Aufgrund der Herrschaftsverhältnisse konnte sich die jüdische Siedlung im 17./18. Jahrhundert relativ ungestört entwickeln.

1722
registrierte man bereits 18 jüdische Haushalte und durch den Zuzug von Juden aus Stühlingen zu Beginn der

1740er Jahre
wuchs die jüdische Gemeinde dann auf 28 Familien an. In Stühlingen wurden die Juden ausgeschafft, nachdem Fürst Joseph Wilhelm Ernst zu Fürstenberg den Schutzbrief nicht mehr erneuern wollte.

1766
wurde in Gailingen eine erste Synagoge gebaut.

1806
kam Gailingen zum Großherzogtum Baden und mit dem Konstitutionsedikt von …

1809
mit dem 9. Konstitutionsedikt („Badisches Judenedikt“) begann im Großherzogtum Baden für die Juden die Emanzipation.

1811
begannen der Rabbiner Veit Chan und der Lehrer Moses Halle in großherzoglichem Auftrag Personendaten der in Gailingen lebenden Juden im Zusammenhang mit der Einführung von erblichen Familiennamen für Juden und der Führung von Standesbüchern für die jüdischen Gemeinden zu erfassen.

Gemäß dem erstellten „Gailinger Geburtenverzeichnis in alphabetischer Ordnung 1739 – 1881“ gab es damals in Gailingen 130 jüdische Haushalte mit folgenden Namen: Bernheim, Bloch, Baach, Biedermann, Biccart, Brandenburg, Detelbach, Erlanger, Guggenheim, Gut, Harburger,Hayman, Hanhard, Hasgal, Halle, Jung, Kaufmann, Klein, Kurz, Lang, Lauber Levinger, Levinthal, Marx, Metzger, Moser, Mahrum, Neuburger, Oettinger, Ottenheimer, Redlich, Ries, Rosenthal, Rothschild, Spiro, Schneidinger, Schatz, Sachs, Ullmann, Wolf und Weil.

1827
zu dem neu eingerichteten Bezirksrabbinat Gailingen gehörten die jüdischen Gemeinden von Randegg, Wangen, Worblingen, Tiengen und Donaueschingen.

seit etwa 1830
betrug der jüdische Bevölkerungsanteil in Gailingen zeitweilig erheblich über 50%.

9. September 1836
wurde die neue Synagoge durch Rabbiner Jakob Löwenstein eingeweiht, sie bot 520 Männern im Chorraum und bis zu 240 Frauen auf der Empore Platz.

1845-1847
errichtete die jüdische Gemeinde Gailingen ein eigenes Schulhaus mit Wohnungen für den Rabbiner und den Lehrer im Obergeschoss und einer Mikwe (Ritualbad) im Keller.

### Arbeitsauftrag A
Gib den Abschnitt aus dem Text über die jüdische Gemeinde in Gailingen wörtlich wieder, beginnend bei "1740er Jahre" und endend bei "erste Synagoge gebaut.".
### Arbeitsauftrag B
Wie vielen Männern und wie vielen Frauen bot die 1836 eingeweihte Synagoge laut dem Text über die jüdische Gemeinde in Gailingen Platz?
### Arbeitsauftrag C
Schreib den Text über die jüdische Gemeinde in Gailingen im Anschluss an seinen letzten Satz weiter.
Die Datensätze stammen aus einer anderen Quelle als der Text.

Datensatzeinträge:
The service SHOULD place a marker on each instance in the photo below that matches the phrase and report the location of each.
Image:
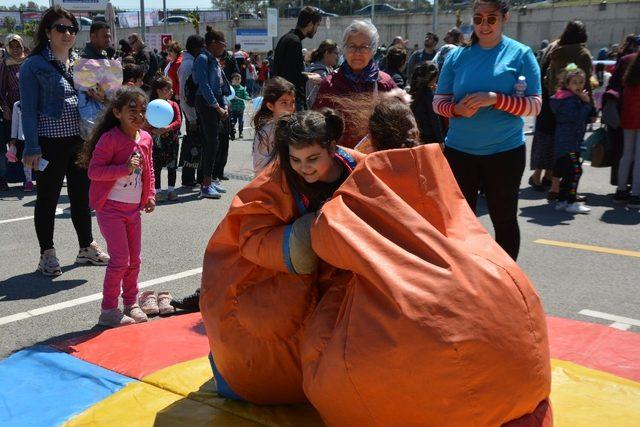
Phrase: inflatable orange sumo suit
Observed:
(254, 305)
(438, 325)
...
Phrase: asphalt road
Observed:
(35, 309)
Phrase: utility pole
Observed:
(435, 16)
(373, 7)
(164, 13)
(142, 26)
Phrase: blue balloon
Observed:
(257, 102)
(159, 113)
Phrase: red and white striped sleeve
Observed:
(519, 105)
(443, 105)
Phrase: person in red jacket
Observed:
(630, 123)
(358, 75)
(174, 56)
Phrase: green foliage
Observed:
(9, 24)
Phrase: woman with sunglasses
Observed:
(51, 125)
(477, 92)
...
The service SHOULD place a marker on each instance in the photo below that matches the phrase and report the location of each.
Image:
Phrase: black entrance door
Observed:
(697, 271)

### Antwortfeld A
1740er Jahre
wuchs die jüdische Gemeinde dann auf 28 Familien an. In Stühlingen wurden die Juden ausgeschafft, nachdem Fürst Joseph Wilhelm Ernst zu Fürstenberg den Schutzbrief nicht mehr erneuern wollte.

1766
wurde in Gailingen eine erste Synagoge gebaut.

### Antwortfeld B
Sie bot 520 Männern im Chorraum und bis zu 240 Frauen auf der Empore Platz.

### Antwortfeld C
1858
erreichte die Zahl der am Ort lebenden Juden mit 996 gegenüber 982 Christen seinen Höchststand.

1862
Mit dem Gesetz über die bürgerliche Gleichstellung der Israeliten im Großherzogtum Baden waren die Juden in allen Belangen den Christen gleichgestellt. Damit begann die Abwanderung der Juden aus den Landgemeinden in die Städte.

1870-1884
hatte die Gemeinde mit Hirsch Leopold Guggenheim für mehr als zwei Amtszeiten einen jüdischen Bürgermeister.

im August 1892
wurde in Gailingen das Israelitische Krankenhaus, in dem auch christliche Mitbürger behandelt wurden, wird feierlich eingeweiht.

im Oktober 1898
wurde das Asyl für israelitische Sieche und arme Greise („Friedrichsheim“) eröffnet. Das Haus wurde streng rituell geführt.

1925
wurde der Sitz des Bezirksrabbinats nach Konstanz verlegt. Auch in der Weimarer Zeit war Gailingen die größte jüdische Landgemeinde Süddeutschlands.

1933
lag der jüdische Bevölkerungsanteil von Gailingen mit 314 Personen noch bei 20 %.

10. November 1938
anlässlich der Reichspogromnacht wurde die Synagoge von Gailingen teilweise in Brand gesetzt, schwer demoliert und später Stein für Stein abgetragen.

22. Oktober 1940
die badischen und die saar-pfälzischen Juden wurden in das Lager Gurs (Südfrankreich) deportiert. Damit endet auf schreckliche Weise die fast 300-jährige jüdische Geschichte Gailingens.

Ab März/April 1942
wurde als Ergebnis der Wannseekonferenz vom 20. Januar 1942 die große Mehrheit dieser Deportierten über das Transit-KZ Drancy bei Paris nach Auschwitz, Sobibor und Majdanek verbracht und dort ermordet.